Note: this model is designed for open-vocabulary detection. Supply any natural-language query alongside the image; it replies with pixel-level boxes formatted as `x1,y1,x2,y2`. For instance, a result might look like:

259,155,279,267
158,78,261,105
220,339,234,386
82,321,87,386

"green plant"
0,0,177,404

> What the exercise asks: Retype exactly the line with "259,155,279,267" and each line after it until the records end, and include no other line.

> Answer:
259,155,279,267
158,78,261,105
220,339,234,386
82,321,87,386

"green plant"
0,0,177,404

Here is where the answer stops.